Problem to solve => Revise the entries starting at the line that contains "Where can you see the bird?" and stopping after the line that contains "<point>401,756</point>": write those lines out again with "tree branch" changed to "bare branch" and nothing else altered.

— BEGIN Provided records —

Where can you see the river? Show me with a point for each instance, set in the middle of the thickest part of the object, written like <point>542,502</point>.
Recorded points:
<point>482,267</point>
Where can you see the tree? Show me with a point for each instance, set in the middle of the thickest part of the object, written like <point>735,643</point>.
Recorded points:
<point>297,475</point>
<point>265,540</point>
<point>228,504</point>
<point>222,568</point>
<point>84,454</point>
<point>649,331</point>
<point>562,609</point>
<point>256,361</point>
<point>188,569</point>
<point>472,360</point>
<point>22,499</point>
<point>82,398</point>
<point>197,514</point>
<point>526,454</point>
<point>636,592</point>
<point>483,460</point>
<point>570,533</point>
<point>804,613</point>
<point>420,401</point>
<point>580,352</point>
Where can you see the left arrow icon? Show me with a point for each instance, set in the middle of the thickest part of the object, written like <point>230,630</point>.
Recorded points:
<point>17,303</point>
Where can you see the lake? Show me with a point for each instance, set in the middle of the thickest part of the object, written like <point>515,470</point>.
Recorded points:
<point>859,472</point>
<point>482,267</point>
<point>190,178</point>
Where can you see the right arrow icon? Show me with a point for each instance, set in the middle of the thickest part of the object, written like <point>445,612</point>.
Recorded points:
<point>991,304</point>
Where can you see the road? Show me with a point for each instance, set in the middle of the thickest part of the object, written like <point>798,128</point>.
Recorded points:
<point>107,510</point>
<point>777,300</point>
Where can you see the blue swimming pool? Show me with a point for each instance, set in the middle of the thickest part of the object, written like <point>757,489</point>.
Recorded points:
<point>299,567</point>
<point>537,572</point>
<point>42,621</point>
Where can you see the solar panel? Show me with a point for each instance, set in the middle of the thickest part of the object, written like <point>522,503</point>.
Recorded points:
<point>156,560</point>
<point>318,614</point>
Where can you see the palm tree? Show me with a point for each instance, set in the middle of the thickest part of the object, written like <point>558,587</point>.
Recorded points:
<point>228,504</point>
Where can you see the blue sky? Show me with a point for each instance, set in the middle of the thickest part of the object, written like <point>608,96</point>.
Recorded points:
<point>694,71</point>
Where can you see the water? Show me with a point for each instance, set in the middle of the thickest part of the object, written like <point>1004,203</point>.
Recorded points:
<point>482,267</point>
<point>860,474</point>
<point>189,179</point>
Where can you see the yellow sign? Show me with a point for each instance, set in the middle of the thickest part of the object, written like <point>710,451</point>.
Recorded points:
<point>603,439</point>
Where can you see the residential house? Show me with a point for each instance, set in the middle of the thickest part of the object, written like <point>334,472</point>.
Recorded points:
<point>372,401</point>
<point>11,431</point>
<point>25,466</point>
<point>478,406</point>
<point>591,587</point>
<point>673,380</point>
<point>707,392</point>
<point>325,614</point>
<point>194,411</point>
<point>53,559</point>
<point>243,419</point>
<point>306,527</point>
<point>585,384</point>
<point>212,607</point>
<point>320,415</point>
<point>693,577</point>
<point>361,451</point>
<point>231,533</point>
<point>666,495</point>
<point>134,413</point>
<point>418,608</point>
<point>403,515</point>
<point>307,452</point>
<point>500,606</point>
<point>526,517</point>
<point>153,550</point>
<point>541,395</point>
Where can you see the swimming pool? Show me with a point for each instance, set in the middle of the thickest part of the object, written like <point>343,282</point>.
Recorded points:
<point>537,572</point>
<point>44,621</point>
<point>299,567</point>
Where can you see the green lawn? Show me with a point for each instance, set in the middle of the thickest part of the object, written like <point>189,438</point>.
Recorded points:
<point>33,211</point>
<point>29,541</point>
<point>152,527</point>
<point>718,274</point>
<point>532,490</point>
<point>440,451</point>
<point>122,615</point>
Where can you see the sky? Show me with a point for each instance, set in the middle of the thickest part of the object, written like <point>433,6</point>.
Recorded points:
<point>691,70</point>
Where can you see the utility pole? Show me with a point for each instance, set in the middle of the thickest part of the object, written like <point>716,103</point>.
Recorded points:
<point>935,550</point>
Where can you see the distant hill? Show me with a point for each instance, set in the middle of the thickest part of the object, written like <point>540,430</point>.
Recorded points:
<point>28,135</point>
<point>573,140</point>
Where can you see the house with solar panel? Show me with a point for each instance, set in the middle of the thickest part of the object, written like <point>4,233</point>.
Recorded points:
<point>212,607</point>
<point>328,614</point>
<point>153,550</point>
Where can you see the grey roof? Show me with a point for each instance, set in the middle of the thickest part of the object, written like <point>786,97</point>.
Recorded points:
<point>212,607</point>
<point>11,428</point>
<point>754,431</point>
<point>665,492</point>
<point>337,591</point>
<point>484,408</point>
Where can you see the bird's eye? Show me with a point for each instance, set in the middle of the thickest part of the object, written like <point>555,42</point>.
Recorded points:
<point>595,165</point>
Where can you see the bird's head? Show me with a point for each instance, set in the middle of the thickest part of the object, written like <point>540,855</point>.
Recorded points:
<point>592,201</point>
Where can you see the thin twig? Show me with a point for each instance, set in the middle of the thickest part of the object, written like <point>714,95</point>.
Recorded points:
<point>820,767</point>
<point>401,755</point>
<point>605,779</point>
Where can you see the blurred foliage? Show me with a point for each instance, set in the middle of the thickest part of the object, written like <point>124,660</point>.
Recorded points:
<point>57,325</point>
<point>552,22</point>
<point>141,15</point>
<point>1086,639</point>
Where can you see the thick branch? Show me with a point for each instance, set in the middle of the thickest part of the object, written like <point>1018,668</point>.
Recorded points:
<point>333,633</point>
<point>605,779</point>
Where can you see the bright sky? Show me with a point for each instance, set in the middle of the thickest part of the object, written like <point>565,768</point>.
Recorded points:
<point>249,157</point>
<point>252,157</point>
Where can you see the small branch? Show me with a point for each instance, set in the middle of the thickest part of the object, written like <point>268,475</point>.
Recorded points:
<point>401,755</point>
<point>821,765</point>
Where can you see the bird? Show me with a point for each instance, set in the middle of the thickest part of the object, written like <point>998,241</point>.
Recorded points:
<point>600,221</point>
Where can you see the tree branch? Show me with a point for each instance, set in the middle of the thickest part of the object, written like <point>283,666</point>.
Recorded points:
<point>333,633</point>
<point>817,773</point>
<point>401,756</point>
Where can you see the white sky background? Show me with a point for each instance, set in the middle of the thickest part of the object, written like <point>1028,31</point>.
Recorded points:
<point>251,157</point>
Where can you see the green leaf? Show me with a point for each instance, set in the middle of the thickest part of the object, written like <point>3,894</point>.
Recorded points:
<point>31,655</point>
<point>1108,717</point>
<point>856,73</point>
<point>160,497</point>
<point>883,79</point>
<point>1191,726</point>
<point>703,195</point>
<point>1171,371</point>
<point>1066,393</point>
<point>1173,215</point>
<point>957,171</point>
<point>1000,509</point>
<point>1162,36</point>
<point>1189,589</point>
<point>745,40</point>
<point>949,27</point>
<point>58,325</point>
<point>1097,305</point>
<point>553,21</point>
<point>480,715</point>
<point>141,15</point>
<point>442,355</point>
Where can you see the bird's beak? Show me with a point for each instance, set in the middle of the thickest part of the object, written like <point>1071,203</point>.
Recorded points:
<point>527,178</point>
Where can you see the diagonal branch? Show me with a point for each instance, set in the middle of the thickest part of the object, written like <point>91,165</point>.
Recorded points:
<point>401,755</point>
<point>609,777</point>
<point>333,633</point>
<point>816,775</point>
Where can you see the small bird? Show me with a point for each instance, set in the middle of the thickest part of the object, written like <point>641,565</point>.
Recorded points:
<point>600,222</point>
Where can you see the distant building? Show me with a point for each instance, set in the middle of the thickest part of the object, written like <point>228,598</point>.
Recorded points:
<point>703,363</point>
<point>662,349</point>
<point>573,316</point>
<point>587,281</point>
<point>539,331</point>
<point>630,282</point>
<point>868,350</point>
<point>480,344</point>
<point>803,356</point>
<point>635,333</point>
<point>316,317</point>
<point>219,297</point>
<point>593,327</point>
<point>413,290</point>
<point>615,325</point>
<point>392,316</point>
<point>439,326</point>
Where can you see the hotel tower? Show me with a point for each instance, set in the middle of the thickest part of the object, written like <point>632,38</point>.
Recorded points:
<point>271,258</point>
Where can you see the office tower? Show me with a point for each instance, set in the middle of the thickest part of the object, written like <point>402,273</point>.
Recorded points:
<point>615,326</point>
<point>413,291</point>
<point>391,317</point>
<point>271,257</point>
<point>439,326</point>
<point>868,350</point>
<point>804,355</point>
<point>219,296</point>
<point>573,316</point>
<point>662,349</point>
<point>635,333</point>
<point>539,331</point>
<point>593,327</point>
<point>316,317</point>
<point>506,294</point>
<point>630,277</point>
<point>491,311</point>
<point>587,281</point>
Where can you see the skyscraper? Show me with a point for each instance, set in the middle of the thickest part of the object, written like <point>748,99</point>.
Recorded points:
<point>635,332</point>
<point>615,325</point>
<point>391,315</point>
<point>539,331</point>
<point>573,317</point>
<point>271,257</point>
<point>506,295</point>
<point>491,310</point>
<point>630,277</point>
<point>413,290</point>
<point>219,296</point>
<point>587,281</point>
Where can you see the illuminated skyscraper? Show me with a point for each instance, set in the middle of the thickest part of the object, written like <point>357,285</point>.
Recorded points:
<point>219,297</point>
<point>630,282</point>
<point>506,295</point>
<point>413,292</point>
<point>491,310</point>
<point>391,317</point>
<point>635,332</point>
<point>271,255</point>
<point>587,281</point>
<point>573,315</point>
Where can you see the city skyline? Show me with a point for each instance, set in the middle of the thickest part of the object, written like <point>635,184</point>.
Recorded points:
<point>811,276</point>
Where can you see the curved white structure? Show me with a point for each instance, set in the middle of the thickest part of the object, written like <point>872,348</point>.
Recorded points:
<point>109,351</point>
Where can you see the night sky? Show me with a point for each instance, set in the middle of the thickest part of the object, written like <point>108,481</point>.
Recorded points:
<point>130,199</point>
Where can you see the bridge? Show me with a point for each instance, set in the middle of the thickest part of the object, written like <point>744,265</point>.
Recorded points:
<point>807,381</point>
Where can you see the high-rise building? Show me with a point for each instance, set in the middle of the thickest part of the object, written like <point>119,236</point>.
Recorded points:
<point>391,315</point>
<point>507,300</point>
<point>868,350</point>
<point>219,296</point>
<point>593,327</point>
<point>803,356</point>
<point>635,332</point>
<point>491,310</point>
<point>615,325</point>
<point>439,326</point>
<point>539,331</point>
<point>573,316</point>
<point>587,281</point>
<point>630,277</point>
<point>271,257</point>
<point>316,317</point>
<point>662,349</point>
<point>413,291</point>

— END Provided records —

Complete output =>
Where can you see the bird? Show me with a point for each instance, set in the middle of the thickest part of the object, written like <point>998,241</point>.
Recorded points:
<point>600,221</point>
Where can you see the bare branch? Show me with a point for each instance, set in the middle of the thickest part of the object, written like <point>283,666</point>.
Recorded points:
<point>333,633</point>
<point>817,773</point>
<point>401,756</point>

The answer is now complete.